-- Begin MATERIAL PROVIDED --

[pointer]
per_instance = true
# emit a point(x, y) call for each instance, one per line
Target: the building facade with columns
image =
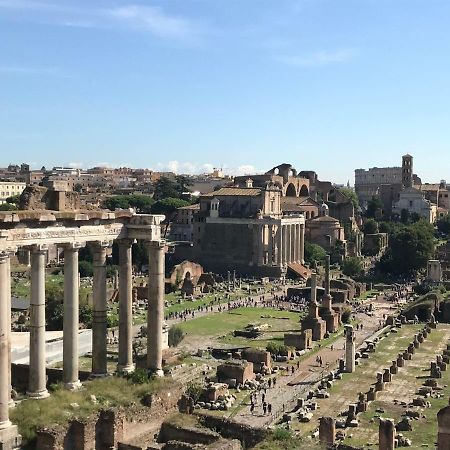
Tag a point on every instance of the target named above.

-- End MATERIAL PROVIDED --

• **EXERCISE DETAILS**: Lay out the listing above as a Markdown table with the columns "Row" and "Listing line," one row per line, numbered in order. Skip any blank lines and leave the pictures out.

• **REPLY TO THE TASK**:
| Row | Listing line |
|---|---|
| 1 | [pointer] |
| 2 | per_instance = true |
| 3 | # emit a point(x, y) call for each instance, one per line |
| 4 | Target: the building facade with columns |
| 5 | image = |
| 6 | Tag a point on every instance of the target named above. |